▸ Task to carry out
Extract every line of the material below that contains the word "concrete".

▸ Data section
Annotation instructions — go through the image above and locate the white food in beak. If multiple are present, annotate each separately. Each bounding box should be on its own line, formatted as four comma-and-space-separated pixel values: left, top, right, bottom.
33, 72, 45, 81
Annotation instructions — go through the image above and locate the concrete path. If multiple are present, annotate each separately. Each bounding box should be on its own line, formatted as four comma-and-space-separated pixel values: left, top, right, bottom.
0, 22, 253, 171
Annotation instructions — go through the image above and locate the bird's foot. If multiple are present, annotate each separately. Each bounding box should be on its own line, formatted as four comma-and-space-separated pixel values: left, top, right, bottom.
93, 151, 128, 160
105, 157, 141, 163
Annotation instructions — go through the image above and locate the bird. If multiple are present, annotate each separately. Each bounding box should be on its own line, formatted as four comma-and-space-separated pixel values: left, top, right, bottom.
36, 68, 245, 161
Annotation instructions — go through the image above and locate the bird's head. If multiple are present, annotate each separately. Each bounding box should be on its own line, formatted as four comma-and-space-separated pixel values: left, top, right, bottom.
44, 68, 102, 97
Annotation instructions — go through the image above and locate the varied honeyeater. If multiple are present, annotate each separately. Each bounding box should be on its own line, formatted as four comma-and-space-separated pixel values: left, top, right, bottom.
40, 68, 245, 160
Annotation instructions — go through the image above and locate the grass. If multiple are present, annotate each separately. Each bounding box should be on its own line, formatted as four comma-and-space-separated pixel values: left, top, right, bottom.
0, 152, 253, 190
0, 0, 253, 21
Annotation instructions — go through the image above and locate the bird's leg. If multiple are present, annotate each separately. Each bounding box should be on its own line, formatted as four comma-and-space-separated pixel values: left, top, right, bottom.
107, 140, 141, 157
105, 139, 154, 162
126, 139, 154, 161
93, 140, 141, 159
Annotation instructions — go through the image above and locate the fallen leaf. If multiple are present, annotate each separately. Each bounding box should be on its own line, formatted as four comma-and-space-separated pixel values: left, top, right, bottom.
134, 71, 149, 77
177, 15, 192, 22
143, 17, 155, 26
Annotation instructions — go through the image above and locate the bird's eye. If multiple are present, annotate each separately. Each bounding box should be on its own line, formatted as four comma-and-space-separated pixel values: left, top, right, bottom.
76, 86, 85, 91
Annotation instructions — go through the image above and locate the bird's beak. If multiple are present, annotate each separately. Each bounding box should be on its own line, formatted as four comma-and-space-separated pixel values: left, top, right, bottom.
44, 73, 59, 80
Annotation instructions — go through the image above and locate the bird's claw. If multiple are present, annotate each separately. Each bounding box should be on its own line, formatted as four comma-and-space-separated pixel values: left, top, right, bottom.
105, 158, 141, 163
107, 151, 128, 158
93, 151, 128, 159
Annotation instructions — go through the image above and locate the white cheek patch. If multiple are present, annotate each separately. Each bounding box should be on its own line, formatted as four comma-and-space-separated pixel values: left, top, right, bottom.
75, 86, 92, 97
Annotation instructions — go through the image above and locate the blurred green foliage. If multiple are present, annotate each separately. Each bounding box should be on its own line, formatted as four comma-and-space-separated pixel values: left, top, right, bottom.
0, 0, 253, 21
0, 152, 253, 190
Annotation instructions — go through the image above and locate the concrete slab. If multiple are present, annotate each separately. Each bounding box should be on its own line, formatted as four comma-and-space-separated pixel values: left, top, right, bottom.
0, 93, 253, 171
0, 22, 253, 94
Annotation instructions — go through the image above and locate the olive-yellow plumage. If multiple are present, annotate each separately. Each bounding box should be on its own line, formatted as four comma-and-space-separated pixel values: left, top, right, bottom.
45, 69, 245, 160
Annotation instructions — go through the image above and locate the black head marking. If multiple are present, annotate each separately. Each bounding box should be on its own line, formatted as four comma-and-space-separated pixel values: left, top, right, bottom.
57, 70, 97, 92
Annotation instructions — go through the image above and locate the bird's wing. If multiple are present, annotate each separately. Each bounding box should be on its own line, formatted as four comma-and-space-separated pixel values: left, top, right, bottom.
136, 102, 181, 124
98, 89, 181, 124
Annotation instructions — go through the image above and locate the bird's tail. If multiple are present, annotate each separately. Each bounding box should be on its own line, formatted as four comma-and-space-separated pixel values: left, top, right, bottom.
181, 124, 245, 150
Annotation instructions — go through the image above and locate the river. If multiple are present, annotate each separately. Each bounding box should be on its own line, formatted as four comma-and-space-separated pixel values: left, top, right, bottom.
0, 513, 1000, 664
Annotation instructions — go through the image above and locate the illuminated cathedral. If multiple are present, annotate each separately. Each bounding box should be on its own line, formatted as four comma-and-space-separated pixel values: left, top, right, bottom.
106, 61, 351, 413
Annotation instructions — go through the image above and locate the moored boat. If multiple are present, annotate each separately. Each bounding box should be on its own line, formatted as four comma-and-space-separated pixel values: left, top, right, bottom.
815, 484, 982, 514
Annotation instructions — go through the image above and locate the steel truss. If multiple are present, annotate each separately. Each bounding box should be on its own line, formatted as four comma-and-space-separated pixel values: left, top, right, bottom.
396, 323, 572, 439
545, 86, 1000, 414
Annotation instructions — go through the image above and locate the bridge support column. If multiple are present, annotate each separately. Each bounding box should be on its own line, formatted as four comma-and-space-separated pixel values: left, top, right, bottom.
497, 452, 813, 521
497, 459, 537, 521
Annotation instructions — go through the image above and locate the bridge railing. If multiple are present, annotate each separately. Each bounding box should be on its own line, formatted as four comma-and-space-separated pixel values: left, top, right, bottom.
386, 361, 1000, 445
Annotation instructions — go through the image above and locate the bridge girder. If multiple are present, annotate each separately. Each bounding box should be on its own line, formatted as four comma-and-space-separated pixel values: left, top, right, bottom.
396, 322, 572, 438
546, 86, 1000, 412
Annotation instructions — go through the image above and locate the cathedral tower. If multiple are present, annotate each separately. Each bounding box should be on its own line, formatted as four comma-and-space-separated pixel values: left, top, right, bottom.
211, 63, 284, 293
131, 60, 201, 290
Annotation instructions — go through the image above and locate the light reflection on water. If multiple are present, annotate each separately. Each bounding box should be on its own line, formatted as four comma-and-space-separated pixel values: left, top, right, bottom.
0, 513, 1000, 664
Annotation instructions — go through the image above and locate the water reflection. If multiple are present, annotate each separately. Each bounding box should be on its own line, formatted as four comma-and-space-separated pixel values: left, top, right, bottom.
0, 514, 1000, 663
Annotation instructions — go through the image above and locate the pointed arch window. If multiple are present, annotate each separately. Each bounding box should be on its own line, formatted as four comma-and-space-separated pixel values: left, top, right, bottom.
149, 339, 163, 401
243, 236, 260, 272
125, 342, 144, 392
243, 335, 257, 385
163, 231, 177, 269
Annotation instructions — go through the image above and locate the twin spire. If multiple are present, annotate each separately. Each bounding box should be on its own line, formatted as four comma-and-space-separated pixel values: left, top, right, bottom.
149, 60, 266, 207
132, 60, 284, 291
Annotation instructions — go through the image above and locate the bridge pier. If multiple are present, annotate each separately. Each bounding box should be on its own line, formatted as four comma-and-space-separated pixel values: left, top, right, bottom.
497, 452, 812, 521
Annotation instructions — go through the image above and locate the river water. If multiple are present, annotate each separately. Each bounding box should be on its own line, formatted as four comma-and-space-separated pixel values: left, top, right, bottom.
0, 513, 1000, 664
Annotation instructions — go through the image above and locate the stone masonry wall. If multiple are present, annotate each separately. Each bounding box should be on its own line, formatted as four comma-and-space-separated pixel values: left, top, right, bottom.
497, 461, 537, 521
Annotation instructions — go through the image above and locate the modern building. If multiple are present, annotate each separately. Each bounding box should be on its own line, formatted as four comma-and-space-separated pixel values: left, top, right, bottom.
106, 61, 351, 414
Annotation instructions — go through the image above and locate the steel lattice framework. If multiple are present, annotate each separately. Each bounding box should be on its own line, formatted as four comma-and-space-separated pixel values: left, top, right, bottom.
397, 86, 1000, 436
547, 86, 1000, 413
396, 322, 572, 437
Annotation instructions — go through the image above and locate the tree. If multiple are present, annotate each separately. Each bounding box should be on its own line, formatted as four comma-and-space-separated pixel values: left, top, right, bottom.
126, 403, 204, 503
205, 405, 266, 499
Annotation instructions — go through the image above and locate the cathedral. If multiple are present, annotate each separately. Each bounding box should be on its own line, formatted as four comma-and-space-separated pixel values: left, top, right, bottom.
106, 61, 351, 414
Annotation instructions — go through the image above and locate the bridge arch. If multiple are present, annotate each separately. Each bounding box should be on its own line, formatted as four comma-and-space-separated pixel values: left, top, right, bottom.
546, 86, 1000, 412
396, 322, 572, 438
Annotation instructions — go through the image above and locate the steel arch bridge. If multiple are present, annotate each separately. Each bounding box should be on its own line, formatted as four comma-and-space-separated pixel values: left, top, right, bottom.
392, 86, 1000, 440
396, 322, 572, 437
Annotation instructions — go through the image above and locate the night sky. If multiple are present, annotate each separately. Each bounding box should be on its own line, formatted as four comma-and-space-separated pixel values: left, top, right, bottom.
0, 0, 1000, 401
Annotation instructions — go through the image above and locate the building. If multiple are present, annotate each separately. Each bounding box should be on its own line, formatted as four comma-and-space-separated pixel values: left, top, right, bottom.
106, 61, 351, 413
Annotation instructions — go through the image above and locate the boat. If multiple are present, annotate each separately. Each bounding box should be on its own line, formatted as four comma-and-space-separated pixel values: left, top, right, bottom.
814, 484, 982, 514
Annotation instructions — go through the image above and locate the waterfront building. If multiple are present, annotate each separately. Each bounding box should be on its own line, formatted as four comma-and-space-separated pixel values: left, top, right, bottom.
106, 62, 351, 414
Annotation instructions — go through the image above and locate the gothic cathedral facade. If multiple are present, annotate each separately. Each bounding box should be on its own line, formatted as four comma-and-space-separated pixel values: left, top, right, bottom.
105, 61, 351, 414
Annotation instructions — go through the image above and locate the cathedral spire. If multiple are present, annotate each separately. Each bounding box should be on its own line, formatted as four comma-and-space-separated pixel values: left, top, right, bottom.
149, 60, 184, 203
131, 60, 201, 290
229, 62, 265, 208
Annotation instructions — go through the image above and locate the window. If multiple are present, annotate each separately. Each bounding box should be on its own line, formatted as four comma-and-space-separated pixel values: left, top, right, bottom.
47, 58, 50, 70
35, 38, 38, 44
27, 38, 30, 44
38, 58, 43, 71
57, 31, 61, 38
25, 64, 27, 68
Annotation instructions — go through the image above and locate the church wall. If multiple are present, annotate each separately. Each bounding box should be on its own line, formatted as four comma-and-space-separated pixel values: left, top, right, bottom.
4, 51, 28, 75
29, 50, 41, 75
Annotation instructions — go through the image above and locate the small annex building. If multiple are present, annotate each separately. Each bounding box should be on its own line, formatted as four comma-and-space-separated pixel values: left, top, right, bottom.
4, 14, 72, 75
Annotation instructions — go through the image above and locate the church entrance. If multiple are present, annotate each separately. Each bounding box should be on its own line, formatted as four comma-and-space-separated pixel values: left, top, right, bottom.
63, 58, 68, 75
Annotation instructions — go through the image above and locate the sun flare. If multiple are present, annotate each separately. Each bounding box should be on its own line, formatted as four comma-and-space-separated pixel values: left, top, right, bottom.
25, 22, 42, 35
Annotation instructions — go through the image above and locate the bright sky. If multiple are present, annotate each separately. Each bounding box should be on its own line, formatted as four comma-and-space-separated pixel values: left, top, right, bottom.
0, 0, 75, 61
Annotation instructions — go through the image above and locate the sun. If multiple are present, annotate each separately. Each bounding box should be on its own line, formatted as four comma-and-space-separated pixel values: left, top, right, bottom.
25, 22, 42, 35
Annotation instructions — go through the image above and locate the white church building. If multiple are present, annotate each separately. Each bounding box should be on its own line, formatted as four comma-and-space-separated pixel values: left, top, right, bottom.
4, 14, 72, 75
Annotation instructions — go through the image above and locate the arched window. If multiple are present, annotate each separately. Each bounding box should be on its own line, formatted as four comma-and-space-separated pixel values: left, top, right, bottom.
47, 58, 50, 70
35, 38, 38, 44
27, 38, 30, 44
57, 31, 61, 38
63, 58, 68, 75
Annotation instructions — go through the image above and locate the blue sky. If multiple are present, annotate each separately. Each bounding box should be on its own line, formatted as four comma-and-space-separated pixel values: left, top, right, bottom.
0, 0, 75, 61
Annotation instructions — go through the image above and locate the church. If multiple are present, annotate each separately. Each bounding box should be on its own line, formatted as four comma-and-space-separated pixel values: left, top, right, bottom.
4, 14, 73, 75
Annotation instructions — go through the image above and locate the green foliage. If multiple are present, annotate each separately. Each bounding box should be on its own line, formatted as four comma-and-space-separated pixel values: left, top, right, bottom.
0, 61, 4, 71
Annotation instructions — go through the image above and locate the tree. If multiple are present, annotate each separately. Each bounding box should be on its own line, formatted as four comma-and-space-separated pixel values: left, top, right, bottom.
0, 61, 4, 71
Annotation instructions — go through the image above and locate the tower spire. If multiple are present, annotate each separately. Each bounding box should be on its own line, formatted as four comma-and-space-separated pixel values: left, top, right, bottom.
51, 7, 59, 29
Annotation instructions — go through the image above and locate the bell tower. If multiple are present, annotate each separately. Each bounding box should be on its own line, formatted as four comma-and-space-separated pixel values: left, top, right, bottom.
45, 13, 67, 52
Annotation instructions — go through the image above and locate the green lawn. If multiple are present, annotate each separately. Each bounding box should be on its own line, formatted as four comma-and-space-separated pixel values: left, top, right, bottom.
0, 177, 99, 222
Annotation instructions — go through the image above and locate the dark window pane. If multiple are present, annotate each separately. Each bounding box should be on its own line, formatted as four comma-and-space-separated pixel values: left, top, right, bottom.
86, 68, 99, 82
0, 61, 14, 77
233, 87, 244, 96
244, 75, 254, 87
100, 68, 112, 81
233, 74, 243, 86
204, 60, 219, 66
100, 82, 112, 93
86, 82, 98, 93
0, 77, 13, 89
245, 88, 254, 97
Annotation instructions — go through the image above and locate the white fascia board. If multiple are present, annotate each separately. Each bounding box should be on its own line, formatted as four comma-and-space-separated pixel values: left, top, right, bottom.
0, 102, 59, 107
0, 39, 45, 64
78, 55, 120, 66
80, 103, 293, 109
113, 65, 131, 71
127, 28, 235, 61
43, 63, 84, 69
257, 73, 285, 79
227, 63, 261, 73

▸ Correct output
Annotation instructions — go through the image above and locate the concrete path. If multiple are present, annotate each separately. Each bounding box should be on its own line, formatted as four comma-and-space-separated pixel values: left, top, right, bottom.
Annotation instructions — go through the image above and locate the concrete slab. If multiple are present, annotate each separately. Each bounding box should be on its own line, formatted as four comma-and-space-separated pixel values: left, top, right, bottom.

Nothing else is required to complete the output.